### 练习任务
A: 根据这段源码解析,如果req的term比follower最新的term更高,log_okay会怎样?
B: 列出这段源码解析的代码中,在if (grant)条件成立时执行的全部语句。

### 阅读文本
◇ ◇ ◇ ◇

4.handle_vote_req原始碼解析

ptr<resp_msg> raft_server::handle_vote_req(req_msg& req)
{
    ptr<resp_msg> resp(cs_new<resp_msg>(state_->get_term(), msg_type::vote_response, id_, req.get_src()));
    bool log_okay = req.get_last_log_term() > log_store_->last_entry()->get_term() ||
                    (req.get_last_log_term() == log_store_->last_entry()->get_term() &&
                     log_store_->next_slot() - 1 <= req.get_last_log_idx());
    bool grant = req.get_term() == state_->get_term() && log_okay &&
                 (state_->get_voted_for() == req.get_src() || state_->get_voted_for() == -1);
    if (grant)
    {
        resp->accept(log_store_->next_slot());
        state_->set_voted_for(req.get_src());
        ctx_->state_mgr_->save_state(*state_);
    }

    return resp;
}
  • 1.重點是log_okay的判斷
bool log_okay = req.get_last_log_term() > log_store_->last_entry()->get_term() ||
                    (req.get_last_log_term() == log_store_->last_entry()->get_term() &&
                     log_store_->next_slot() - 1 <= req.get_last_log_idx());

(1)req.get_last_log_term() > log_store_->last_entry()->get_term(),根據req最新的term與follower最新的term來比較,如果req的term更高,直接log_okay = true。
(2)如果term相同,判斷req的idx是不是要比follower的更高,是的話log_okay = true。

◇ ◇ ◇ ◇

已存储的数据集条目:

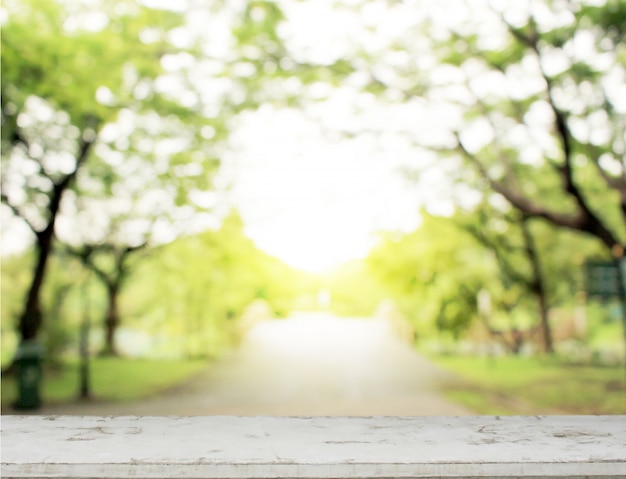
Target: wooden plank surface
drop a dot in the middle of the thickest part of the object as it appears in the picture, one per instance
(313, 447)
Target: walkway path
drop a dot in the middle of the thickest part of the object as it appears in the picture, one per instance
(310, 364)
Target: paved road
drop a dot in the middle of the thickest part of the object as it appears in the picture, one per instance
(310, 364)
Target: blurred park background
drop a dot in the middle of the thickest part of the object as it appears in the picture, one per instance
(177, 175)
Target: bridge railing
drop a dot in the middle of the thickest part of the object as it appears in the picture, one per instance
(313, 447)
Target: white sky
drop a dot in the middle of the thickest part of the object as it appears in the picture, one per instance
(309, 201)
(314, 201)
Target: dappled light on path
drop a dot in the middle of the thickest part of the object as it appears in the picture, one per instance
(309, 364)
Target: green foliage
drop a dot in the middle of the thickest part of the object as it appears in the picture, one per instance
(517, 385)
(113, 379)
(434, 275)
(352, 289)
(199, 287)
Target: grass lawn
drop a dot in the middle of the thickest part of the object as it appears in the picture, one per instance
(512, 385)
(114, 379)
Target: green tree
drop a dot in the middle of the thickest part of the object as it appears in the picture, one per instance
(67, 72)
(434, 274)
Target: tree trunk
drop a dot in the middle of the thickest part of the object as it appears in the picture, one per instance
(31, 319)
(111, 320)
(538, 287)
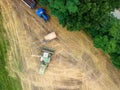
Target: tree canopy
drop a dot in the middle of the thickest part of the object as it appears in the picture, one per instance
(92, 16)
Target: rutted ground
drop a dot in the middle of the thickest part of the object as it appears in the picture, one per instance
(76, 65)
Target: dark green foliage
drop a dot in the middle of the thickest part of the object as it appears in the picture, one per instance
(6, 82)
(92, 16)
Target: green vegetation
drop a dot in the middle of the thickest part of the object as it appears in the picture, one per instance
(92, 16)
(6, 82)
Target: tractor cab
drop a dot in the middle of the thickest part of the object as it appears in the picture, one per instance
(41, 13)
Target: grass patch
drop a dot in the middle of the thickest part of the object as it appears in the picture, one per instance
(6, 82)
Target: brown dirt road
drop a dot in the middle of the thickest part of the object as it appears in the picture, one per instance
(76, 65)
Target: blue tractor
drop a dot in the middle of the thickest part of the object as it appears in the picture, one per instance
(41, 13)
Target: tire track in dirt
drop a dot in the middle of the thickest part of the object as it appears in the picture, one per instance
(77, 65)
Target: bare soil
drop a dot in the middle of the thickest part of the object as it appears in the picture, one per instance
(76, 64)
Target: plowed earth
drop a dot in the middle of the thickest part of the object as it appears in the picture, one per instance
(76, 64)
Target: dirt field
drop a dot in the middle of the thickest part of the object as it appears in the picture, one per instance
(76, 65)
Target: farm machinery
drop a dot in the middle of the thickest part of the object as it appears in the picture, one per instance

◇ ◇ ◇ ◇

### 逐题解答
A: log_okay直接为true。

B:
resp->accept(log_store_->next_slot());
state_->set_voted_for(req.get_src());
ctx_->state_mgr_->save_state(*state_);